Task instructions
Identify every line below that contains the string "butterfly", treating uppercase and lowercase as different, and copy each of those lines in full.

Labeling and segmentation records

++++++++++++++++++++

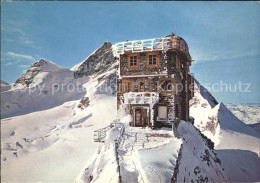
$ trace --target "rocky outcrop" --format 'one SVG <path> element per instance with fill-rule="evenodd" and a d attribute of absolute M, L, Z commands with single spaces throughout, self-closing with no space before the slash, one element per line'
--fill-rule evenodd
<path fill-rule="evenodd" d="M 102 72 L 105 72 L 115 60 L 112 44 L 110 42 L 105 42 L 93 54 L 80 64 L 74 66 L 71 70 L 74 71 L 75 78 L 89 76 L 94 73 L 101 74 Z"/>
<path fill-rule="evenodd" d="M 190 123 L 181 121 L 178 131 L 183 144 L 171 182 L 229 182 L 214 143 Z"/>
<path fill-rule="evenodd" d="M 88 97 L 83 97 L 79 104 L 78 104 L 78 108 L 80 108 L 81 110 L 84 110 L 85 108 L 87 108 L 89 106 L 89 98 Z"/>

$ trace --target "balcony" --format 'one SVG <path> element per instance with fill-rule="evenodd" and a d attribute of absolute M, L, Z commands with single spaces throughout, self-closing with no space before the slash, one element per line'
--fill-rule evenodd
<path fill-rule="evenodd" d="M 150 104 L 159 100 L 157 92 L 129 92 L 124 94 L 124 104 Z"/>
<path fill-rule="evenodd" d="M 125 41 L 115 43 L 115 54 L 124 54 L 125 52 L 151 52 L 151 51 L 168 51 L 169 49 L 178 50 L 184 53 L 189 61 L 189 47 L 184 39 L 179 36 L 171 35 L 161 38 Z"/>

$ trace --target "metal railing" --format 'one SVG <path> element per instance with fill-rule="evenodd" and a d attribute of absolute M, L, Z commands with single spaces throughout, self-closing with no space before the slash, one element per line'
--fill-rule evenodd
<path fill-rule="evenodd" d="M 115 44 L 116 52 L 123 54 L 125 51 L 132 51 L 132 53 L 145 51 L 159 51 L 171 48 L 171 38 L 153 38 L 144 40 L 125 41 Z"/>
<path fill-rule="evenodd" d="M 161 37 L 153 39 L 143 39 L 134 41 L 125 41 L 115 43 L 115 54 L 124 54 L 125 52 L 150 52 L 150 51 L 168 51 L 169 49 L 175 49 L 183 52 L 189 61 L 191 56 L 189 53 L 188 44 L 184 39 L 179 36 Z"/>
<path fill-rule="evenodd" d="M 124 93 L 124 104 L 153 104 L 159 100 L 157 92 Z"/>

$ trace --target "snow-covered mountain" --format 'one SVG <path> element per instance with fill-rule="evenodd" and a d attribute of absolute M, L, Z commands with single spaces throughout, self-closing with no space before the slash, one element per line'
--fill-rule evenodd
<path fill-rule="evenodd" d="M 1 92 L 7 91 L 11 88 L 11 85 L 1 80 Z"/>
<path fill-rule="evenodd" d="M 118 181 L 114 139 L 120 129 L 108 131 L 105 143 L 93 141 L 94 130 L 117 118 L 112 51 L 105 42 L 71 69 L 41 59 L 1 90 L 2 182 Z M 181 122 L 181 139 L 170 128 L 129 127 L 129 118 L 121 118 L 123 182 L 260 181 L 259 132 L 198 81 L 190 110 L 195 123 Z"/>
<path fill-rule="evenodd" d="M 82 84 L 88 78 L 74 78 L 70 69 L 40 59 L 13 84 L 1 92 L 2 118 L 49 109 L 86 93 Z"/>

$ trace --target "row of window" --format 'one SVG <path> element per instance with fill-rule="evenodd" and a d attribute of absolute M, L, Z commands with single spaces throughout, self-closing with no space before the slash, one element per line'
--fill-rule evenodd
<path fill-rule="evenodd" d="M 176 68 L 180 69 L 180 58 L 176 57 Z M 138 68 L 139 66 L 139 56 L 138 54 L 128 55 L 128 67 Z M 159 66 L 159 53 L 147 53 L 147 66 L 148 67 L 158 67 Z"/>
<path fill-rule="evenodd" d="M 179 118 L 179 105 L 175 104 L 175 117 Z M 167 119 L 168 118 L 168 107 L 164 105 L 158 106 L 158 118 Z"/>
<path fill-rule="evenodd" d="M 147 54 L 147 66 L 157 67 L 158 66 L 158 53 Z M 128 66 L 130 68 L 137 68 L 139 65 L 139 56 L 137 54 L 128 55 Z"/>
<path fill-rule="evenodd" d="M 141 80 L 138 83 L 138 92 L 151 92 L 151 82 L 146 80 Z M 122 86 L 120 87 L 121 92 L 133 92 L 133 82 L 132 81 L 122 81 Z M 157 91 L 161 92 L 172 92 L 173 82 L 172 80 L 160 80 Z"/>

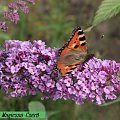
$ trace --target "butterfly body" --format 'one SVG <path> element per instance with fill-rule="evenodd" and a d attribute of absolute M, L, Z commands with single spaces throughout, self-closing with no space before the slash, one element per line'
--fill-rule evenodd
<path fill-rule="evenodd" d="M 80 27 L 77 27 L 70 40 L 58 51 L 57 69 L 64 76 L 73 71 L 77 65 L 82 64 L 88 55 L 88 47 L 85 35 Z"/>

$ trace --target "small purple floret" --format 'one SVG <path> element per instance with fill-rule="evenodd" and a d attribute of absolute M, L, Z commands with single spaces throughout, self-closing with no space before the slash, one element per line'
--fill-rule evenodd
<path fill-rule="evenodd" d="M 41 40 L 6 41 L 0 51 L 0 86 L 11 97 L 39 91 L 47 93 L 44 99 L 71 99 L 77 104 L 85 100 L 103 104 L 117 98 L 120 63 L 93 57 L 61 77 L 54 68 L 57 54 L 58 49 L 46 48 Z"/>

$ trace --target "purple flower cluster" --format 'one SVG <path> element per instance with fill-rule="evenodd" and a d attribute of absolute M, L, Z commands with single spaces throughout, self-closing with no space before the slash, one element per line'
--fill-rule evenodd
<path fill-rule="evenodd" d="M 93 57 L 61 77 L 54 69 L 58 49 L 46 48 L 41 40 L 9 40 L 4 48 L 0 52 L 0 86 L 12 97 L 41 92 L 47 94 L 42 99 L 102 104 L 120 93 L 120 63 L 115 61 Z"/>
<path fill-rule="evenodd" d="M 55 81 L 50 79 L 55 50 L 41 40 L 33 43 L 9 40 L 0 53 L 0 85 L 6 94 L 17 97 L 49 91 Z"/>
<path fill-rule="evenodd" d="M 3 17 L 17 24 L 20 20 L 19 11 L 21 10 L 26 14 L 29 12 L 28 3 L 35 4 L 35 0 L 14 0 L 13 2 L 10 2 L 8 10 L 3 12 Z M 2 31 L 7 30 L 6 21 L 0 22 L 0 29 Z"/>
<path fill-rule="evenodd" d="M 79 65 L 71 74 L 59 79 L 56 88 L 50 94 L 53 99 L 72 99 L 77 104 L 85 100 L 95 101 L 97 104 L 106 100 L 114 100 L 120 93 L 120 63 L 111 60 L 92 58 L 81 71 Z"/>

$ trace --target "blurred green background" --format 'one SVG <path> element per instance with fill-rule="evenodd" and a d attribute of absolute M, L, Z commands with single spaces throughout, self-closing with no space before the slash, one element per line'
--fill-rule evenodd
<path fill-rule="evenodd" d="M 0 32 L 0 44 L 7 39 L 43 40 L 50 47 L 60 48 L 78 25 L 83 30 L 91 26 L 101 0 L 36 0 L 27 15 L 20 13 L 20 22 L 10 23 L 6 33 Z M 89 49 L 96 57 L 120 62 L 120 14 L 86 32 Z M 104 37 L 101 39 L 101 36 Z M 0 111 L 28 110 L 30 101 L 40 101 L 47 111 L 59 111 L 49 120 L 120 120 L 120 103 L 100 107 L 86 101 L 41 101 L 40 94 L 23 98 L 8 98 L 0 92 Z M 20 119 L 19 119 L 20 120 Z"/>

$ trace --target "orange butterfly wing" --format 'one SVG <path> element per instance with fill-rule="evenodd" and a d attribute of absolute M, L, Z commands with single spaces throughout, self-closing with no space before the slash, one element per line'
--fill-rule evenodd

++++++++++++++++++++

Task solution
$ trace --target "butterfly body" --format 'one SVG <path> element per instance with fill-rule="evenodd" and a d attribute of absolute M, L, Z commands with single spaces throughout, self-closing with no space before the slash, one element per line'
$ trace --target "orange butterfly wing" --format 'one SVG <path> element per instance with fill-rule="evenodd" and a d attribute of absolute M, L, Z commands with single spaces throughout, self-closing with no space before the slash, one element per line'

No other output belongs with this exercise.